#### [DOCUMENT TEXT]
——————————
Mounting plate and battery pack, with signs of connector overheating.

I might at that point have decided to demand a replacement battery, but that would not have solved the problem of having to use it upside down. Also, I do not think that the connector is fit for purpose, even if it is used the right way up. I therefore decided to forfeit the warranty and solve the problem by modifying the battery pack. I did that by installing a female XT60 connector, which, as the name implies, is rated for 60 A. XT60s have gold-plated solid copper pins and receptacles with a high contact area, and so have extremely low resistance. Note that carrying out modifications to a vehicle battery pack carries a risk of fire or explosion, and is therefore a job for a competent electrical technician (please also see my Disclaimer).

Battery pack with XT60 wired across the existing connector.

XT60 connector detail.

Note, on the enlarged image, that the legend (+) can be seen on the plug adjacent to the red wire; i.e., the flat side of the connnector denotes the positive terminal.

A small circuit board can be purchased for the XT60, enabling both the male or female types to be used as bulkhead connectors. To prevent accidental short-circuits, connectors on battery packs must, of course, be female; so I fitted a board to a female connector and mounted it on the battery case. In doing that, I made a couple of pilot holes in the bottom part of the battery pack, and fashioned an XT60-shaped hole in the ABS using a modeling knife and some small round and square rough-cut files. When mounting the connector, I placed a couple of spacers on the retaining screws, to minimise the protrusion, and sealed the connector body into the hole I had made using architectural silicone. I wired the XT60 directly across the existing connector, thereby retaining the normal functionality (for what it's worth), and also siliconed around the original connector to improve the weatherproofing. Finally, on reassembly, to minimise water ingress as far as possible, I taped the join between the upper and lower parts of the ABS housing. Note that it is possible to buy silicone rubber caps for female XT60 connectors. These will exclude dirt and help to prevent short-circuits in the event that the battery is stored or used on a bike with the standard connector.
——————————
#### [LISTED ENTRIES]
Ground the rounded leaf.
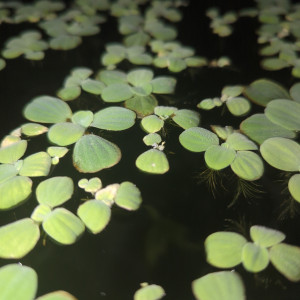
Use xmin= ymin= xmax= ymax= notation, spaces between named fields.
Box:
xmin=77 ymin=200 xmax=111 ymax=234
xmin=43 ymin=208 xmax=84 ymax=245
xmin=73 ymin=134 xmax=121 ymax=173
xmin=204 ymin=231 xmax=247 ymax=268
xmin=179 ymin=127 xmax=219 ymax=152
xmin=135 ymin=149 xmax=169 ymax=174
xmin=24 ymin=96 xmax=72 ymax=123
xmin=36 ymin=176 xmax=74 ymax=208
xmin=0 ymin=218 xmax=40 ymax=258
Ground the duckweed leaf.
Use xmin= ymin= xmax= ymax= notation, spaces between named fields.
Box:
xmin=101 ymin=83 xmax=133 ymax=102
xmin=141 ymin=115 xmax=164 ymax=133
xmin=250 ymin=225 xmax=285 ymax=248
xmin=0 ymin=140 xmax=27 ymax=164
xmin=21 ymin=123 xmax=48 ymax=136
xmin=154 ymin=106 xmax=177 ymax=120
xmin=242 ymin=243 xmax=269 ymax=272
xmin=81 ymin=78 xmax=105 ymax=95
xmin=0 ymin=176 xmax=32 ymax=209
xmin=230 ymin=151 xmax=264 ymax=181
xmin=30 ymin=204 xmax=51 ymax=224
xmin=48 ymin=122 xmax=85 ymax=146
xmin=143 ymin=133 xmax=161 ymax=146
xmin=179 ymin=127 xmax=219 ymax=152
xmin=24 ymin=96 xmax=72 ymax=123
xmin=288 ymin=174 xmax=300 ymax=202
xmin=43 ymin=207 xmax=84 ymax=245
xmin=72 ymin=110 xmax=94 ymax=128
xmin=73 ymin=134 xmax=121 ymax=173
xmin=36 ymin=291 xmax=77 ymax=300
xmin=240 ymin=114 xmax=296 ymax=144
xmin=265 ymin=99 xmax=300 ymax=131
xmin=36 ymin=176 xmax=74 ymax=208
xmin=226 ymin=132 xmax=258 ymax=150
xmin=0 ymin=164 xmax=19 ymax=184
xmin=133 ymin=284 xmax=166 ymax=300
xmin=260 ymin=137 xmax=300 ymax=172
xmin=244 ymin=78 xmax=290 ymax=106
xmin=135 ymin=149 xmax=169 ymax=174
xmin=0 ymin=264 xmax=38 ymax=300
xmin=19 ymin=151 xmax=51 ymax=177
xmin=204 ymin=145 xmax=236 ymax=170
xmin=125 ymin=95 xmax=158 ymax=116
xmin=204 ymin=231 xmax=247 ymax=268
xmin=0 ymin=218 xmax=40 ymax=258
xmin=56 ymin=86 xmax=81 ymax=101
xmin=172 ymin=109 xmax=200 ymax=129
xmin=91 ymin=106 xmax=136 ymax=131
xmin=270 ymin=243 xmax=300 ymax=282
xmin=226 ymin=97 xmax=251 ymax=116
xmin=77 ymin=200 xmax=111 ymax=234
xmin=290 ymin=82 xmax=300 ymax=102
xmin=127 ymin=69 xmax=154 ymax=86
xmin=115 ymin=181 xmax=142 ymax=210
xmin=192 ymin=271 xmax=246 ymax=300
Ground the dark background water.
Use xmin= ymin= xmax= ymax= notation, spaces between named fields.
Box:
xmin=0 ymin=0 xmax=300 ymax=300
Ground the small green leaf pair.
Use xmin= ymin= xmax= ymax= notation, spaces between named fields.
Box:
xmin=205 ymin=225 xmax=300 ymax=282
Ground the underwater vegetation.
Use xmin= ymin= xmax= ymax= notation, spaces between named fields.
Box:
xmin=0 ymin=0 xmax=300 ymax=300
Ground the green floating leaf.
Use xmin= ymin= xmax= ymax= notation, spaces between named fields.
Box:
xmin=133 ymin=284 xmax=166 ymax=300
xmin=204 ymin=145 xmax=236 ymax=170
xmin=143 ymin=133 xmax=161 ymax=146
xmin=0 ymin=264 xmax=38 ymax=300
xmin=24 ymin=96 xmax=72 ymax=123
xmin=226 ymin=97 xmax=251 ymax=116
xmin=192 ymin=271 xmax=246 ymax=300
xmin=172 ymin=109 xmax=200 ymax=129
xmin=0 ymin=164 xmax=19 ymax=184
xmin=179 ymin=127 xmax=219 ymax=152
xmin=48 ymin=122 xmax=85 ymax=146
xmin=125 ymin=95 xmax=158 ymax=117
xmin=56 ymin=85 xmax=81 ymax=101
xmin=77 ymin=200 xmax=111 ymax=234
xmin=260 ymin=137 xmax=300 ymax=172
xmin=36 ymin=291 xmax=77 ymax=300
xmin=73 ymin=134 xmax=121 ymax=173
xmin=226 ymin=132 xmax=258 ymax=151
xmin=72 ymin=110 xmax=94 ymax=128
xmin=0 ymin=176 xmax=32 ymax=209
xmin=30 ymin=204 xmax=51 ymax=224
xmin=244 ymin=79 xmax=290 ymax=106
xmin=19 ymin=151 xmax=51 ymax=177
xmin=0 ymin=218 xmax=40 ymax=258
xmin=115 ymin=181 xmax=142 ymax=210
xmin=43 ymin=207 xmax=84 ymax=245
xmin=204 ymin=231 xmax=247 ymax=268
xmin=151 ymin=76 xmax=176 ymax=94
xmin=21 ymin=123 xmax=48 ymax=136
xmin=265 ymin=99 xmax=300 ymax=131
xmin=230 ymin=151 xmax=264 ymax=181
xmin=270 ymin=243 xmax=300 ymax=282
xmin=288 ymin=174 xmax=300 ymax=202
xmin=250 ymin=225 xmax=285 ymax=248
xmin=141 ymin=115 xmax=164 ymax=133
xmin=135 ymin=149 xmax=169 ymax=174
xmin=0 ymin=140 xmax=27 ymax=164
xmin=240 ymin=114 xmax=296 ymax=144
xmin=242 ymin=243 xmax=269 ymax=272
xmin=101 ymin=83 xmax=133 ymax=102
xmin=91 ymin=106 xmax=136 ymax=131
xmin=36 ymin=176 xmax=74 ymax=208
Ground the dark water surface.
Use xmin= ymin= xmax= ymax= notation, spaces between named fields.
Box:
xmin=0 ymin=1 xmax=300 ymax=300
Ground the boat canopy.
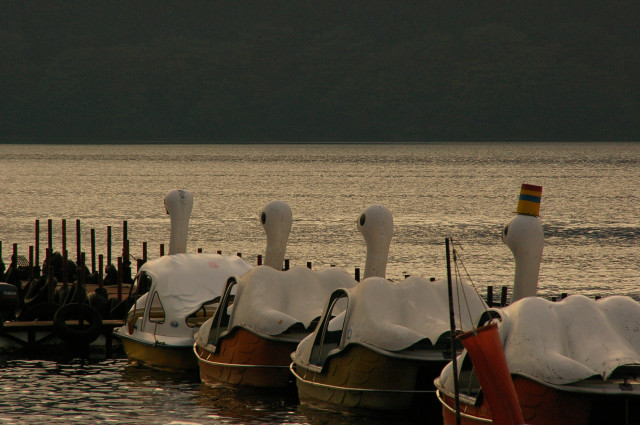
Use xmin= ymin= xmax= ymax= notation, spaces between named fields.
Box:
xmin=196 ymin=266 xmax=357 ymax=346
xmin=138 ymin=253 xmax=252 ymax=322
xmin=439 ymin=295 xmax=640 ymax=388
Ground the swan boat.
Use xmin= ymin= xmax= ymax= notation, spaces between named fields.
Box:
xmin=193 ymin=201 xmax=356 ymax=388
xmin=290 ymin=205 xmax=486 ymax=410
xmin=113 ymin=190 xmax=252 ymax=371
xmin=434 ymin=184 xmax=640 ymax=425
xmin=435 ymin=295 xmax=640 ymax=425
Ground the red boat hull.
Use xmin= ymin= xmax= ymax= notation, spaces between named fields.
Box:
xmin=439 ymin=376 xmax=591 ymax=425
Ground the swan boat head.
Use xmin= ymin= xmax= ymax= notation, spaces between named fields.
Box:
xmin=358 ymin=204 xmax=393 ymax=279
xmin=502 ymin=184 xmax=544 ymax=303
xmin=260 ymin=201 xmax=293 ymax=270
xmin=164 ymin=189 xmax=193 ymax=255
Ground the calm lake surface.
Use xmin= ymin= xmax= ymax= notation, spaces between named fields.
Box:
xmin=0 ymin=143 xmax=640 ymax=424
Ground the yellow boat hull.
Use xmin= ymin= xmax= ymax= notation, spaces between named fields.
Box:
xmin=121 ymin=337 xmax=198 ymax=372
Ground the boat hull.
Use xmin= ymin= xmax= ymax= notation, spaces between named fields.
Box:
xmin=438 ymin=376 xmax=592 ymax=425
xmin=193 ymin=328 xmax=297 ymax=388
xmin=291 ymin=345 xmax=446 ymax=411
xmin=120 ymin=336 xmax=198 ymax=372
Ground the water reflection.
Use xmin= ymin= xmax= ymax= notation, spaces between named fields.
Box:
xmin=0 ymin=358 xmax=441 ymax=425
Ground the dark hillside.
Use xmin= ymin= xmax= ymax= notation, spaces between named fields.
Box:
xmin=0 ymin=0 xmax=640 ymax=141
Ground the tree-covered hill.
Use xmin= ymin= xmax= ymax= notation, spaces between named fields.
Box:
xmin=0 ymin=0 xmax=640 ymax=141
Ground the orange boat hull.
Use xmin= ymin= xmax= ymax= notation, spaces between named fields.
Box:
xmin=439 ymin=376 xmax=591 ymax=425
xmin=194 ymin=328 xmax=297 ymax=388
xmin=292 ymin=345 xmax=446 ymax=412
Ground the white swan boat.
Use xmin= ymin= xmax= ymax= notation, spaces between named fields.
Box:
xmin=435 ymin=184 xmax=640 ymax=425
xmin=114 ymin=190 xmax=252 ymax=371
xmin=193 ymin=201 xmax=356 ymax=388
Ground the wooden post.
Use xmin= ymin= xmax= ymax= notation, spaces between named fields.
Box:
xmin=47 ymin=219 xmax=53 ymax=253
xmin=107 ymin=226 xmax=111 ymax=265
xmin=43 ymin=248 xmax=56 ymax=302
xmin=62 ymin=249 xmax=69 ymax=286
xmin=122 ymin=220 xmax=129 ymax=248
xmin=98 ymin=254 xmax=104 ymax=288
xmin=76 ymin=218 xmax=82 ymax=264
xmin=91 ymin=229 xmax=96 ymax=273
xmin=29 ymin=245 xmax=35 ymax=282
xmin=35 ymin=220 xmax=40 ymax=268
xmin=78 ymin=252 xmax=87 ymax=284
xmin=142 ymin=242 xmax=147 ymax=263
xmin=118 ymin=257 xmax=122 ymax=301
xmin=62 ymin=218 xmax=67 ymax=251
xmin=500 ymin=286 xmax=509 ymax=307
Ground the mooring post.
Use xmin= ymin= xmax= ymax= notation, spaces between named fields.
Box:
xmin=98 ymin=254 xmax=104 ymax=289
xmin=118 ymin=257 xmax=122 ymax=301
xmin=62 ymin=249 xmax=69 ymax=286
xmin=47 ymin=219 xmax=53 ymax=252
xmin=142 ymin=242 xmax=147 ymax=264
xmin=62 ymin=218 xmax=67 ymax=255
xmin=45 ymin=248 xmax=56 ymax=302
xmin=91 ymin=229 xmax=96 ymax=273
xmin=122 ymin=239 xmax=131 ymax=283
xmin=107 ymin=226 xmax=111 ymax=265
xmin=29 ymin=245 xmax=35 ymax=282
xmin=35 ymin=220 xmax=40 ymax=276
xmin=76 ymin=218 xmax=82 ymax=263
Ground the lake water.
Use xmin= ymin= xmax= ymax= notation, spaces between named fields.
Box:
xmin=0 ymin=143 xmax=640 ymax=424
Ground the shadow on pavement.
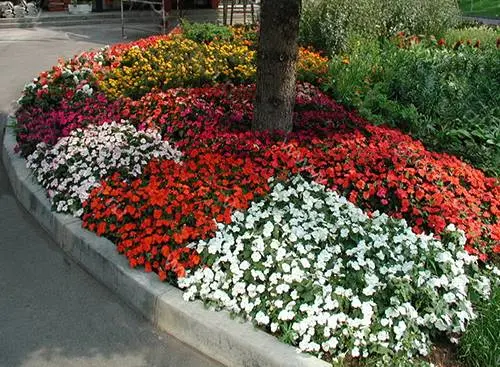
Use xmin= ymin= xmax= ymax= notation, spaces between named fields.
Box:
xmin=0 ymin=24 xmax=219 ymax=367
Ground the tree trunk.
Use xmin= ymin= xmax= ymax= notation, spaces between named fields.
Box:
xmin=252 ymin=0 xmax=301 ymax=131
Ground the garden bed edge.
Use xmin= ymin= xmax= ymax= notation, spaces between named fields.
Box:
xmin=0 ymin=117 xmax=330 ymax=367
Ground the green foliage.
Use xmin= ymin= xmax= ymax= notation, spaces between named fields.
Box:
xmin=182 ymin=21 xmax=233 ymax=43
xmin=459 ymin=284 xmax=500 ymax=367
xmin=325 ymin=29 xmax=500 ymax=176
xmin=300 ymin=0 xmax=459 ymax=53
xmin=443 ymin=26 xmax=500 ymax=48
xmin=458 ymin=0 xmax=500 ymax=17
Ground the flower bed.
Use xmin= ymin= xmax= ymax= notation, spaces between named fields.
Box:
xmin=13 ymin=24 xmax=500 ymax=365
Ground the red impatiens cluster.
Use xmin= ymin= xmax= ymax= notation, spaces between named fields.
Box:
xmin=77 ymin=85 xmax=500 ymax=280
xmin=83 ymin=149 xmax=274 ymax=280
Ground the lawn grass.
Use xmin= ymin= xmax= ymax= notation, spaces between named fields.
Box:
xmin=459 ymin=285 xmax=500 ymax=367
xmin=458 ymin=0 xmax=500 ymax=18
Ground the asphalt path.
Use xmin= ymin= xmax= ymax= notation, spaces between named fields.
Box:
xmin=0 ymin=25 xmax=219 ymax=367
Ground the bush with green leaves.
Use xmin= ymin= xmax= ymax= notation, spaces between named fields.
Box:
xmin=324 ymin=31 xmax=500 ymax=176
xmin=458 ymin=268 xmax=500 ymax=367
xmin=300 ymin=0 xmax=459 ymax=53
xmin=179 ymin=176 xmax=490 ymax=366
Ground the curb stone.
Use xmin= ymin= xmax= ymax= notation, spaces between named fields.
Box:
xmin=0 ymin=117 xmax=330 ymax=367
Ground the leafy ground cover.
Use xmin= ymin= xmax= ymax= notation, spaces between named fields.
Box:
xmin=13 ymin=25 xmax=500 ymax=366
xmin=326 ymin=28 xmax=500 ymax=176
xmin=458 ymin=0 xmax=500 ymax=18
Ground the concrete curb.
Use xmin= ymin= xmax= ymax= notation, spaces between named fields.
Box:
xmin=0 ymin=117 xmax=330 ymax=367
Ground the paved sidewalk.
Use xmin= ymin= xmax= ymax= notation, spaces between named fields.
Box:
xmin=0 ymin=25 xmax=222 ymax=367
——————————
#### [INSTRUCTIONS FOR THE TASK]
Carry on the account of fitting an XT60 connector to the battery pack from the point where it stops. The items are not needed for the task.

#### [FINAL ANSWER]
Having opened the battery pack, I had an opportunity to make observations that would not otherwise have been possible. I noticed that the On-Off switch is not capable of handling the current required by the Bafang motor, and this function is instead accomplished by using the switch to turn on a transistor. Presumably, the cost of a small switch and a MOSFET is less than that of a high-current switch. The use of a transistor also implies the presence of a Battery Management System (BMS), important functions being to protect against excessive charging current and external short circuits. A somewhat worrying feature however, is that plugging-in the charger also switches-on the battery output,which is how the press-button battery-level indicator comes to work either when the battery is on, or when the charger is in. This means that charging the battery while it is installed on the bike has the effect of turning it on. The bike, of course, does not wake-up unless the handlebar power button is pressed, but it means that the the motor will not go to sleep straight away if the charger is plugged-in before the battery is turned off. Whether this is a serious issue is moot, but it is not ideal. "Off" should mean "Off".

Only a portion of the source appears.